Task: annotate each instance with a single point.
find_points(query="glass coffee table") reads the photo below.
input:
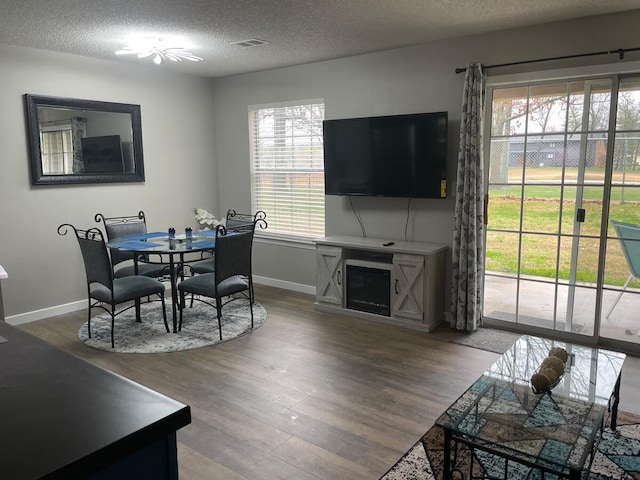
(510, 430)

* * *

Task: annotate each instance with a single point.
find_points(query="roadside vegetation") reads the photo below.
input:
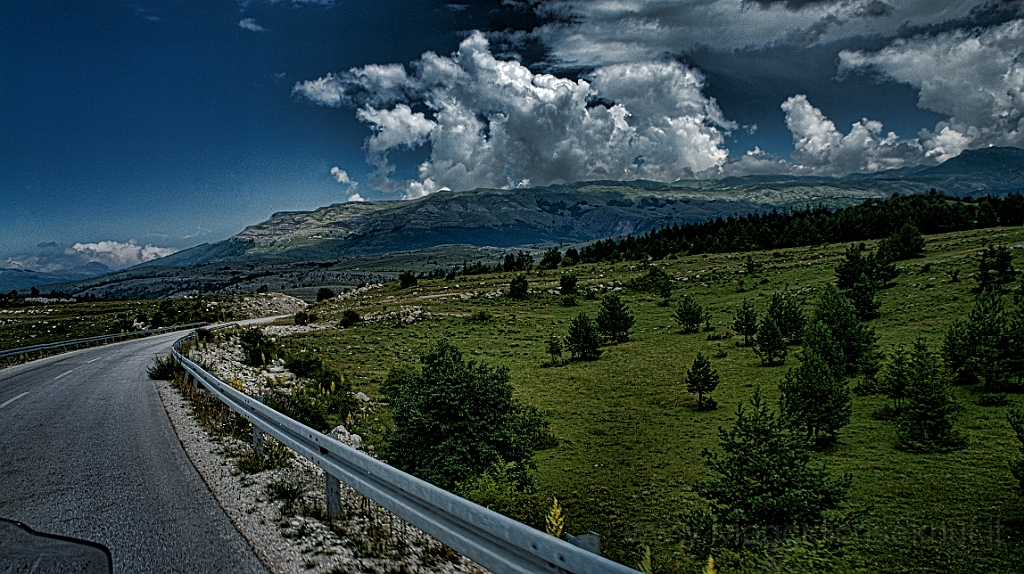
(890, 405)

==

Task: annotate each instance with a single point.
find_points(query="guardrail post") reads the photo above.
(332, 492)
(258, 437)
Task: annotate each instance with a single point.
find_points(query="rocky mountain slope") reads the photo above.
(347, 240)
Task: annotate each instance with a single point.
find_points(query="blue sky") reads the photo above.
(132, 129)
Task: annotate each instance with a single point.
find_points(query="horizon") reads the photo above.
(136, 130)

INSTRUCTIONS TO FOLLOW
Count the lines in the preceding records that contain the string "above", matching case exactly, and reply with only that number.

WORKED ANSWER
4